* _Short problem_
List every line in the entries below that contains the word "window". Uppercase and lowercase count as different letters.

* _Provided material_
= = =

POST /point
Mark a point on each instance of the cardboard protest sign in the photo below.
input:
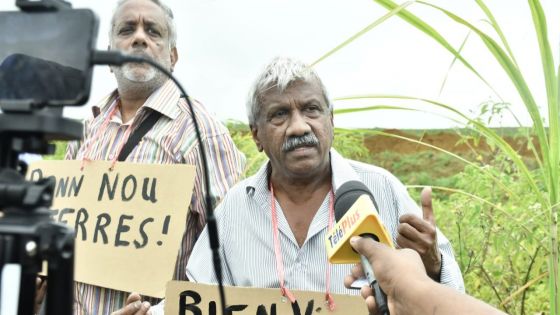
(188, 298)
(129, 222)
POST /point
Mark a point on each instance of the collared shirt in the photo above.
(246, 238)
(171, 140)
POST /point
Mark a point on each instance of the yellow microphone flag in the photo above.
(362, 219)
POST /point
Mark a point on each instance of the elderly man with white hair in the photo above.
(146, 28)
(273, 224)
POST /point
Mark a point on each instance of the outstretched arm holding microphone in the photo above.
(402, 276)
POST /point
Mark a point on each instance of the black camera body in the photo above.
(45, 64)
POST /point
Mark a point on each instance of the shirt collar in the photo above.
(164, 100)
(342, 172)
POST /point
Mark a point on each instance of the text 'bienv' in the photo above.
(112, 186)
(189, 302)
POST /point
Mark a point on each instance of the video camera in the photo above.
(45, 63)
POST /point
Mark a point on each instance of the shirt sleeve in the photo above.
(225, 167)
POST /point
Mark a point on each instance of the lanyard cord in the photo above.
(100, 131)
(278, 252)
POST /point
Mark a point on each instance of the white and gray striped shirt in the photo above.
(246, 238)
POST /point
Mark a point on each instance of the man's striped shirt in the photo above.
(246, 237)
(171, 140)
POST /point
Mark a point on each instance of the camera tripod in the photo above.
(28, 234)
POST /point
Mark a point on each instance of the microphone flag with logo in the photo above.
(356, 215)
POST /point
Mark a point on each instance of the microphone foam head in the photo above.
(346, 196)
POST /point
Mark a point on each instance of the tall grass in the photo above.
(544, 183)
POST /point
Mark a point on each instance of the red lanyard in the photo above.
(278, 252)
(101, 130)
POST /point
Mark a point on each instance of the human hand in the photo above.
(134, 306)
(396, 271)
(420, 234)
(40, 293)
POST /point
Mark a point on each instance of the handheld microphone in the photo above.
(356, 215)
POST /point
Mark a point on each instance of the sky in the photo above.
(223, 44)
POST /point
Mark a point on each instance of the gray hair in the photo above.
(171, 28)
(279, 74)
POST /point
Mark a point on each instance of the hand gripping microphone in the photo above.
(356, 215)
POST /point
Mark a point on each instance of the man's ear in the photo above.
(110, 67)
(174, 57)
(255, 134)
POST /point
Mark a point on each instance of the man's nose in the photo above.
(298, 125)
(140, 38)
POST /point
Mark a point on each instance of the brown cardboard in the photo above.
(147, 207)
(204, 299)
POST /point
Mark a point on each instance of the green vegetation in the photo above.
(499, 238)
(515, 259)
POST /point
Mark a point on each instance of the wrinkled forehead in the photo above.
(297, 90)
(140, 11)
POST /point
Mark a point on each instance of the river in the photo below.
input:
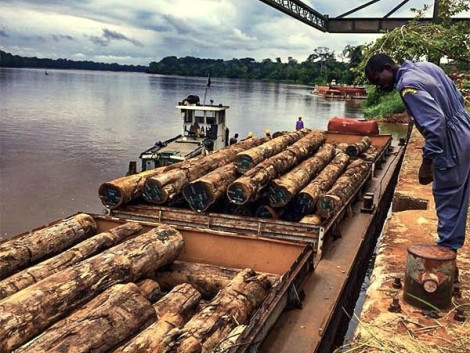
(64, 133)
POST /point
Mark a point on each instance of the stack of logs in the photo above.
(292, 177)
(65, 288)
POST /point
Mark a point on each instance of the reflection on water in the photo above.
(65, 133)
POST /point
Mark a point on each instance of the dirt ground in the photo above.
(411, 330)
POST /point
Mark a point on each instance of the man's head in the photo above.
(380, 70)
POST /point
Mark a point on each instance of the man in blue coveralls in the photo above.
(438, 112)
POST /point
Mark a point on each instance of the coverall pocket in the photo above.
(447, 178)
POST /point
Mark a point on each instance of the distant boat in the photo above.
(334, 90)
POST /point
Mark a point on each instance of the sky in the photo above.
(139, 32)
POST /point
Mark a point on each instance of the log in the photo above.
(343, 189)
(173, 311)
(266, 211)
(360, 146)
(207, 279)
(75, 254)
(312, 219)
(370, 154)
(306, 200)
(283, 189)
(163, 187)
(19, 253)
(150, 289)
(233, 306)
(100, 325)
(248, 159)
(118, 192)
(182, 299)
(28, 312)
(205, 191)
(253, 181)
(231, 339)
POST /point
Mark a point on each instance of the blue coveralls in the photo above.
(438, 111)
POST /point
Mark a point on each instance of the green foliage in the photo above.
(432, 41)
(380, 104)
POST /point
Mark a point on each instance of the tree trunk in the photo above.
(266, 211)
(150, 289)
(173, 311)
(360, 146)
(343, 188)
(231, 339)
(312, 219)
(284, 188)
(182, 299)
(207, 279)
(161, 188)
(306, 200)
(233, 305)
(99, 325)
(75, 254)
(205, 191)
(370, 154)
(27, 249)
(248, 159)
(120, 191)
(28, 312)
(247, 186)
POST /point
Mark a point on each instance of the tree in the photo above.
(430, 42)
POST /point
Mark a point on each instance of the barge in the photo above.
(316, 266)
(338, 91)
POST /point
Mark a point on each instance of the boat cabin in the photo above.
(203, 130)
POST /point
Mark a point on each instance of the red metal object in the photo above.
(347, 125)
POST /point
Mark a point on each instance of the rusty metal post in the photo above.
(429, 276)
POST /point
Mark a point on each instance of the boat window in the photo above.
(221, 118)
(187, 116)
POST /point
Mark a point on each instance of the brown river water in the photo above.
(65, 133)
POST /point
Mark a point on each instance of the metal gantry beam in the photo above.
(299, 11)
(341, 24)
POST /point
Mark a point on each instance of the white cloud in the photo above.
(137, 32)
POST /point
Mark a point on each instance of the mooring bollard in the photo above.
(429, 276)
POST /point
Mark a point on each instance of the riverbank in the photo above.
(413, 220)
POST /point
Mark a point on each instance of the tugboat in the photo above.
(203, 131)
(338, 91)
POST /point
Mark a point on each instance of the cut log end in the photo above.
(243, 163)
(199, 196)
(279, 196)
(110, 195)
(327, 205)
(304, 204)
(154, 193)
(238, 193)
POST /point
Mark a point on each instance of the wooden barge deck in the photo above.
(412, 220)
(319, 265)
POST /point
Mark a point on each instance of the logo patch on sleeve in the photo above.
(408, 90)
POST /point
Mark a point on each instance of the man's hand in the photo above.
(425, 174)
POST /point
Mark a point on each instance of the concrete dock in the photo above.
(412, 220)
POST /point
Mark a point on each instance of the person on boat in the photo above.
(233, 139)
(300, 124)
(438, 112)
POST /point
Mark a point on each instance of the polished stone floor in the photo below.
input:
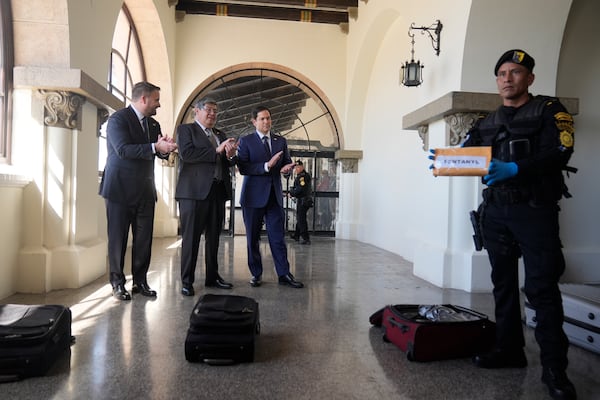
(315, 343)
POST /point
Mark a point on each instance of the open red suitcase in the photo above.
(467, 333)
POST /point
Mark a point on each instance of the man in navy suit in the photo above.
(133, 140)
(261, 158)
(203, 187)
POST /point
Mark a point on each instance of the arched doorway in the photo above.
(301, 113)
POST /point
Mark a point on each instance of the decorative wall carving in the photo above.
(62, 108)
(423, 130)
(101, 119)
(459, 124)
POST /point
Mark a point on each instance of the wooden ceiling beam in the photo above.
(314, 15)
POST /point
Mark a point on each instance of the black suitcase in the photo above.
(222, 330)
(444, 331)
(32, 338)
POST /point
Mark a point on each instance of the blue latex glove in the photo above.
(431, 157)
(500, 171)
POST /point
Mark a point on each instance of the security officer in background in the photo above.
(302, 191)
(532, 141)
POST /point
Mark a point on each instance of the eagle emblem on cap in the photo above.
(518, 57)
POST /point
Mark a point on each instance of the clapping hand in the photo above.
(165, 145)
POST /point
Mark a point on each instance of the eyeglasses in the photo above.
(210, 110)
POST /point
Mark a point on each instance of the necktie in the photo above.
(145, 127)
(218, 167)
(266, 144)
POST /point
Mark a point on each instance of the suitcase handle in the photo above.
(403, 328)
(218, 361)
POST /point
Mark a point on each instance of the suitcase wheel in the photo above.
(410, 352)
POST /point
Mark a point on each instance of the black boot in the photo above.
(559, 385)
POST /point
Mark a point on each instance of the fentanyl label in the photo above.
(463, 161)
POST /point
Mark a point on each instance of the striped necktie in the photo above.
(145, 127)
(218, 166)
(266, 144)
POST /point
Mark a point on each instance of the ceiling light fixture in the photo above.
(411, 71)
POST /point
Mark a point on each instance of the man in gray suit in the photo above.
(133, 139)
(203, 187)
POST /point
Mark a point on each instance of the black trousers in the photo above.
(198, 217)
(511, 230)
(121, 217)
(301, 222)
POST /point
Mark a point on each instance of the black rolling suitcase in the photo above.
(222, 330)
(32, 338)
(438, 332)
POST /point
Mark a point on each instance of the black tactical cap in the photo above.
(515, 56)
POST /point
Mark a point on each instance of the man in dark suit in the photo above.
(133, 140)
(261, 158)
(203, 187)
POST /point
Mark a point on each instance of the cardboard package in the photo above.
(462, 161)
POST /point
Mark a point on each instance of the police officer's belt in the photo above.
(506, 195)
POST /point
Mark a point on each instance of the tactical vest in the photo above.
(516, 138)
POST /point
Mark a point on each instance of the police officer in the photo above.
(301, 190)
(532, 140)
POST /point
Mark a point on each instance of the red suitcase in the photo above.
(459, 333)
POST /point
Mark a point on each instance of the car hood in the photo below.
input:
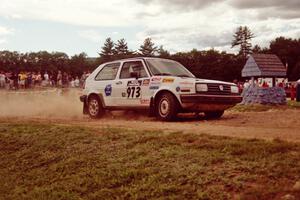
(198, 80)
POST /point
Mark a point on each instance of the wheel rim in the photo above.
(94, 107)
(164, 107)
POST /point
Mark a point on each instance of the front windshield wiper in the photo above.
(163, 74)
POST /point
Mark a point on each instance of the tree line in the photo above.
(211, 64)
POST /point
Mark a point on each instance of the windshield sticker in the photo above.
(108, 90)
(146, 82)
(134, 83)
(154, 87)
(185, 90)
(155, 79)
(168, 80)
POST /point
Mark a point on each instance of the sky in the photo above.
(75, 26)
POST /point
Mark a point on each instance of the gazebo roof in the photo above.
(264, 65)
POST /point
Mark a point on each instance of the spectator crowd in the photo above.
(31, 80)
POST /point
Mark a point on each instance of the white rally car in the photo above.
(163, 87)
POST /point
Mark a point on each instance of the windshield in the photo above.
(167, 68)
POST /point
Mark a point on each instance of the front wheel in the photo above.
(214, 114)
(166, 107)
(95, 108)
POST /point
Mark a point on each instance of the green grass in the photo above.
(263, 108)
(39, 161)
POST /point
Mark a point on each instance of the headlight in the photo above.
(201, 88)
(234, 89)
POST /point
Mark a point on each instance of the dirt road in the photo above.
(66, 109)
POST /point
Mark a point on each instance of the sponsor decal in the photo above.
(145, 101)
(108, 90)
(168, 80)
(156, 79)
(154, 87)
(185, 90)
(186, 83)
(221, 87)
(134, 83)
(146, 82)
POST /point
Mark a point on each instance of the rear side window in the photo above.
(133, 66)
(108, 72)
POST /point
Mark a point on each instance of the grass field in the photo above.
(44, 161)
(263, 108)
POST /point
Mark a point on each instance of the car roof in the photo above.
(138, 58)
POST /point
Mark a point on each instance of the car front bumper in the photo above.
(201, 102)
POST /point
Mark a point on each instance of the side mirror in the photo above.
(134, 75)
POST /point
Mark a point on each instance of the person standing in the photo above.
(46, 78)
(2, 79)
(59, 79)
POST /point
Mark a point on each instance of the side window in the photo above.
(134, 66)
(108, 72)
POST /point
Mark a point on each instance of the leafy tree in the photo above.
(242, 38)
(148, 48)
(287, 50)
(108, 50)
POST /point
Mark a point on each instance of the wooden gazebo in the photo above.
(264, 66)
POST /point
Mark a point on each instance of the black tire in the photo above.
(214, 114)
(94, 107)
(166, 107)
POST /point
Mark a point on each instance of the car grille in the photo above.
(215, 89)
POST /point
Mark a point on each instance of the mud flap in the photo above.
(152, 109)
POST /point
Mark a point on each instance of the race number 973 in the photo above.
(134, 92)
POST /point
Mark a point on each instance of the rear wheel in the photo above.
(95, 108)
(166, 107)
(214, 114)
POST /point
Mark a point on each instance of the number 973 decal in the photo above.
(134, 92)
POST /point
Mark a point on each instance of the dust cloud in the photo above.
(51, 103)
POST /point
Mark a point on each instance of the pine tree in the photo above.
(242, 38)
(107, 51)
(148, 48)
(162, 52)
(121, 49)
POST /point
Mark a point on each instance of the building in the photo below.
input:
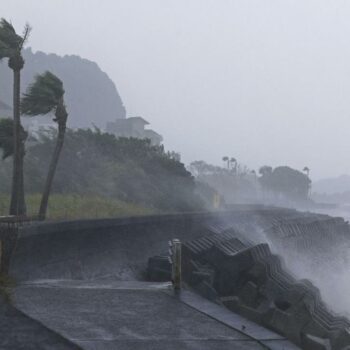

= = =

* _Correct response_
Mark a point on each instance of the boat window in the photo above.
Mark a point on each instance of the rear side window in the photo above.
Mark a point on each instance of the side window in the photo above.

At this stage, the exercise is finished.